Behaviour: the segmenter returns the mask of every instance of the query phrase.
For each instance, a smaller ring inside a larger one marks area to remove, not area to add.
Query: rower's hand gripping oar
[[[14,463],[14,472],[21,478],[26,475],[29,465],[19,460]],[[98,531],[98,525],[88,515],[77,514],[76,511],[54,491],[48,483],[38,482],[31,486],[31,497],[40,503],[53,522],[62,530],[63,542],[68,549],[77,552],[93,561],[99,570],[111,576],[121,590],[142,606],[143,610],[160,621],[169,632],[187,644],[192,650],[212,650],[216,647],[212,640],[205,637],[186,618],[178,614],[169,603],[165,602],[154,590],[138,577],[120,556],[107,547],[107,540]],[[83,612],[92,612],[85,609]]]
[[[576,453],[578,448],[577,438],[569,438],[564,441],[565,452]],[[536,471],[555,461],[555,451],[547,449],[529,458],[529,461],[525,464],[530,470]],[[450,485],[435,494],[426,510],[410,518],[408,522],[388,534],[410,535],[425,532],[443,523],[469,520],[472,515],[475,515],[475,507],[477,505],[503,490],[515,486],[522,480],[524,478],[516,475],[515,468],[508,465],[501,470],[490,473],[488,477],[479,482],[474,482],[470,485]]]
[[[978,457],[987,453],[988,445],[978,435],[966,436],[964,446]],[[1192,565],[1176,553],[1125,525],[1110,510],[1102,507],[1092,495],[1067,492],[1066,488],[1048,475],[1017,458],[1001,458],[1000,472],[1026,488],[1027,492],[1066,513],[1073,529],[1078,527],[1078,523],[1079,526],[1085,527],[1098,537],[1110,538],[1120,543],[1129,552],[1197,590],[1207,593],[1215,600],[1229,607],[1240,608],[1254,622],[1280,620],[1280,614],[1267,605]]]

§

ABOUT THIS TASK: Each line of the listing that includes the word "instance" should be copied out.

WRITTEN RESPONSE:
Behaviour: the segmenter returns the mask of every instance of the query phrase.
For each instance, a smaller ring inside a larger one marks area to remove, not area to add.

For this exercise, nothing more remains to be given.